Texto para ler –
=-=-=-=-=
Memórias de um trajeto:

Pé de Vento 40 Anos (1978-2018)

Por: Maria João Reynaud

 

 

1 Como escreveu Manuel António Pina no livro Pé de Vento – Memória dos Dezoito Anos, editado em fevereiro de 1997, «no mistério da memória confundem-se sonho e realidade, vivido e invivido». É a partir desta mescla luminosa que tentarei respigar as memórias do trajeto de uma Companhia de Teatro que agora completa Quarenta Anos de atividade contínua dirigida ao público infanto-juvenil.

Em 1977, no rescaldo do 25 de Abril e num tempo de plena renovação, o João Luiz e eu acalentávamos o sonho de criar um Grupo de Teatro para Crianças. Ambos dávamos aulas – ele, regressado de um longo exílio em Bruxelas, na Escola do Magistério Primário de Penafiel; eu, como professora efetiva do 2.º Grupo, numa Escola Secundária do Porto. Dos nossos encontros, na Cooperativa Árvore ou no Café Piolho, nasceu a ideia de criarmos um grupo de teatro que respondesse às exigências de uma sociedade em mutação e que privilegiasse os espectadores mais novos – ou não fossem eles, ontem como hoje, a imagem tangível do futuro. 

Portadores de uma imaginação em estado puro e detentores de um espírito crítico cuja genuína sinceridade se torna muitas vezes embaraçosa para os adultos, eram estes, sem dúvida, os nossos recetores ideais. A experiência adquirida pelo João Luiz durante dez anos de permanência no Théâtre-Poème de Bruxelas, onde se profissionalizou como Encenador, vinha cruzar-se com o meu desejo de levar o teatro às escolas – ou as escolas ao teatro. O que me movia era a firme convicção de que o gosto pela língua materna e pela literatura se reforçaria num ensino onde o teatro fosse uma presença viva e constante. A prática de um ensino aberto e dialogante levava-me a apostar num projeto que tinha pés para andar e para voar

É, pois, com esta nota pessoal que me incumbo, também no papel de dramaturgista, de uma tarefa evocativa que não é fácil. Primeiro, pela consciência da vertiginosa passagem do tempo; depois, porque corro o risco de esquecer o que, em determinados momentos, foi decisivo para a prossecução do caminho; e, por último, pela presença, nesta sala, de alguns daqueles que acompanharam e acarinharam o trabalho da Companhia, ou que com ela estreitamente colaboraram. E dos que continuam a dar o melhor da sua criatividade e do seu esfoço ao Pé de Vento, enfrentando agora dificuldades inesperadas para que o trabalho prossiga e se renove nas suas diversas vertentes.
=-=-=-=-=
Dados brutos –
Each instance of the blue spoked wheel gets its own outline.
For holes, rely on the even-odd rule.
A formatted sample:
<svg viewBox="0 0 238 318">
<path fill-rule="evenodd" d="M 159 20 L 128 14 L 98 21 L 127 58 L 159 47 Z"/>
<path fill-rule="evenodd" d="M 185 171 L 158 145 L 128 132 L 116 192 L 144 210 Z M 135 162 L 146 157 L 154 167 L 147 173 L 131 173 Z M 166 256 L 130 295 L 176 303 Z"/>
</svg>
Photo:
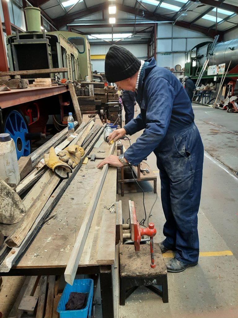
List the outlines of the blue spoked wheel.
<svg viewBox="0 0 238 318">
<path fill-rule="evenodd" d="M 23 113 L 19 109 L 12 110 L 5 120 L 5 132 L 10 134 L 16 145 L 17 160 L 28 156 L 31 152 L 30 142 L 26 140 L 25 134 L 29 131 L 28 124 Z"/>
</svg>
=-=-=-=-=
Instruções –
• A. Copie sem alterações, do texto sobre o Pé de Vento, o trecho que abre com as palavras que contêm "1 Como escreveu" e fecha com "ao público infanto-juvenil.".
• B. Continue o texto sobre o Pé de Vento a partir da última frase apresentada.

Resultados por tarefa –
• A.
1 Como escreveu Manuel António Pina no livro Pé de Vento – Memória dos Dezoito Anos, editado em fevereiro de 1997, «no mistério da memória confundem-se sonho e realidade, vivido e invivido». É a partir desta mescla luminosa que tentarei respigar as memórias do trajeto de uma Companhia de Teatro que agora completa Quarenta Anos de atividade contínua dirigida ao público infanto-juvenil.

• B.
2 Volto assim ao ano de 1977, mais precisamente ao momento em que descobrimos o livro O País das Pessoas de Pernas para o Ar, de Manuel António Pina, em que a ousadia temático-formal se conjugava com um prodigioso talento, apontando um possível caminho à dramaturgia portuguesa. A ideia de o associarmos à criação de um Grupo de Teatro para os mais jovens, logo avançada pelo João Luiz, levou-nos a procurá-lo sem demora.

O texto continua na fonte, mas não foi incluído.